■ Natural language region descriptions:

- Opening Delimiter -

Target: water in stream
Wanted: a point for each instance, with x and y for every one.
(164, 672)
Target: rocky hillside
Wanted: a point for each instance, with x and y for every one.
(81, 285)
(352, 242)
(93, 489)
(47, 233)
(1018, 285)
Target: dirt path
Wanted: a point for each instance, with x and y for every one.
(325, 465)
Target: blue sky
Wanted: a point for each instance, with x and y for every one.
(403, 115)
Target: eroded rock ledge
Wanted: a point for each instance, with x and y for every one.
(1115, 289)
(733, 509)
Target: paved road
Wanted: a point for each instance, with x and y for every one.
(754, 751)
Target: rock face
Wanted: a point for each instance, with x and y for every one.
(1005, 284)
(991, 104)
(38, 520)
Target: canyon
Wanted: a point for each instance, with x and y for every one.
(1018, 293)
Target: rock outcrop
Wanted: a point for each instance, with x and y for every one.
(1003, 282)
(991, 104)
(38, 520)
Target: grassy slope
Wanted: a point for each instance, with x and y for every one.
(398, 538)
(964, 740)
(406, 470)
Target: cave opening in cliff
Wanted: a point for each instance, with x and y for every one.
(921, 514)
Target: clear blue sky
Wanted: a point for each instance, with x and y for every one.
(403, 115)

- Closing Delimiter -

■ DIRECTIONS: For the records above, state how many lines contain "Target". Add nothing to the number.

■ TASK SOLUTION: 12